**WHAT YOU WILL DO**: Without the pictures, set down every line of the data exactly.

Content starts

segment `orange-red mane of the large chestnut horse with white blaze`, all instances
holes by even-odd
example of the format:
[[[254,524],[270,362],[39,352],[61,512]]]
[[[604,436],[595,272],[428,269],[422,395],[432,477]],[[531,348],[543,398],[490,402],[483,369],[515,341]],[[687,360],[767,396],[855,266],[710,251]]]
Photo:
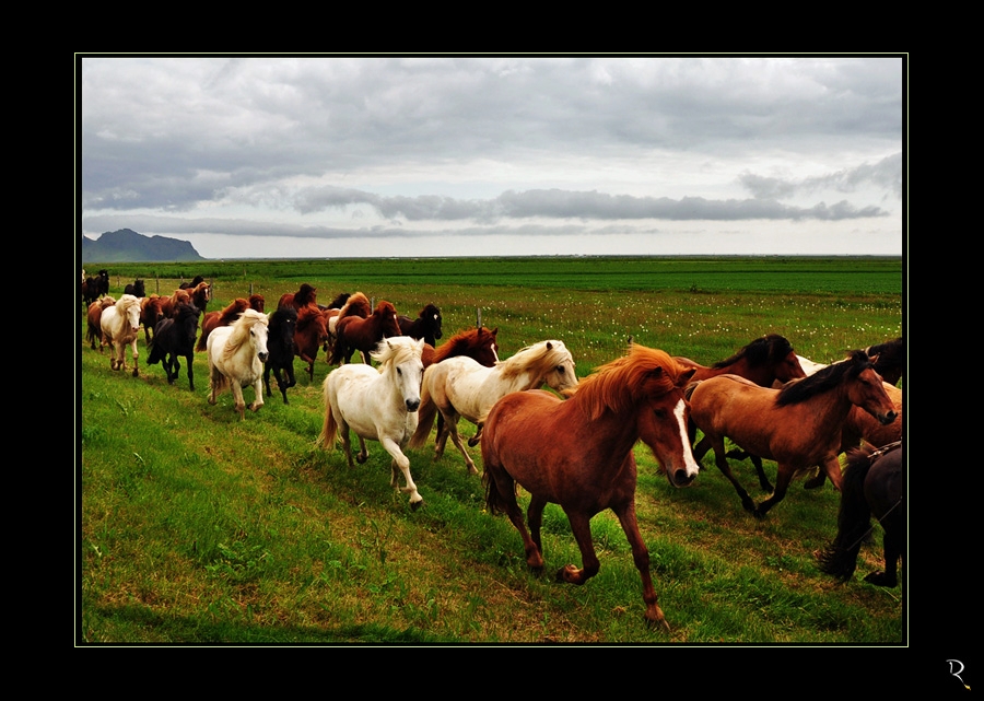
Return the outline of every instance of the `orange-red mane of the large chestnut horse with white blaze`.
[[[569,401],[582,405],[588,419],[599,419],[606,410],[623,413],[639,401],[641,396],[670,392],[677,376],[686,370],[669,353],[633,343],[629,354],[596,367],[583,377],[577,392]]]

Content ends

**ANSWER TO THE PROBLEM**:
segment `orange-red mane of the large chestnut horse with white blaze`, all instances
holes by even-odd
example of the format:
[[[254,524],[270,362],[39,352],[61,512]]]
[[[604,436],[595,272],[428,269],[422,395],[432,477]],[[531,348],[543,398],[490,402],[483,369],[515,341]],[[687,360],[767,396],[855,266],[710,251]]]
Photo:
Return the outline of every instance of the `orange-red mane of the large chestnut horse with white blaze`.
[[[569,401],[582,405],[588,419],[599,419],[606,410],[623,413],[639,401],[641,396],[670,392],[677,376],[686,370],[669,353],[633,343],[629,354],[596,367],[583,377],[577,392]]]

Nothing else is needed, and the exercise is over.